= OPGAVE =
Geef alles vanaf de regel met "# test: pointer emits one marker per instance of the wooden" tot en met de regel met "x=457 y=262" opnieuw weer, verzoeken inbegrepen, en tel bij elk getal van de coördinaten in de antwoorden -70 op. Laat de afbeeldingen weg uit je antwoord.
=======
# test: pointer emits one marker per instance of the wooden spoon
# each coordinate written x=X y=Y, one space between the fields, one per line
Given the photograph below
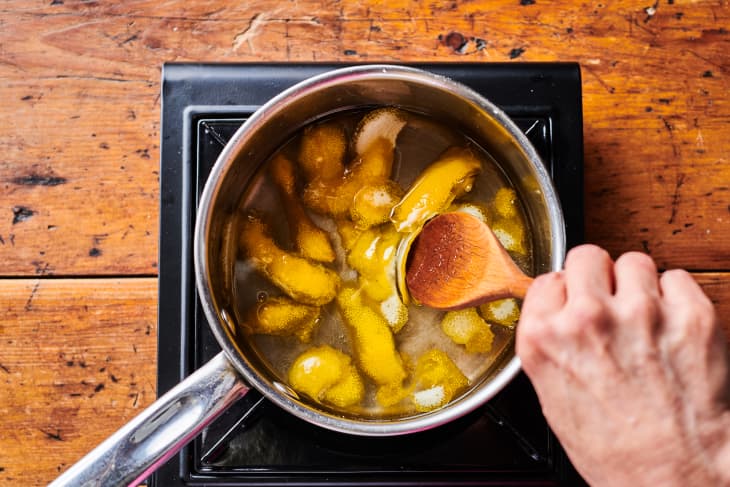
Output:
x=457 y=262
=======
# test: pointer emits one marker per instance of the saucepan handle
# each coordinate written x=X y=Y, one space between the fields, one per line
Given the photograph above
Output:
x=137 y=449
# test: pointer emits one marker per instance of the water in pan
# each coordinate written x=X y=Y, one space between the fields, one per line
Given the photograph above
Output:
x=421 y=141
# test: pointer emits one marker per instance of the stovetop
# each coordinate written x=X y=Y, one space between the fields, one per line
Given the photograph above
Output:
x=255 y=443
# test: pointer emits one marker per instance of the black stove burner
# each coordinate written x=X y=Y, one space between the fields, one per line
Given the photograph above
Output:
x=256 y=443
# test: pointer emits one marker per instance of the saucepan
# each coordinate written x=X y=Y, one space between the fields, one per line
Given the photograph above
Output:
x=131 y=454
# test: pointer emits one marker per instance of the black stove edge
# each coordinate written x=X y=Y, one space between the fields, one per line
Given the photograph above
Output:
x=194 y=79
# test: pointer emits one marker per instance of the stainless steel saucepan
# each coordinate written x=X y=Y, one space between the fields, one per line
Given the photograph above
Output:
=======
= ANTWOORD =
# test: pointer emits one marker per instance of the wooden spoon
# each coordinate written x=X y=Y, one space between the fields, one per line
Given the photograph below
Output:
x=387 y=192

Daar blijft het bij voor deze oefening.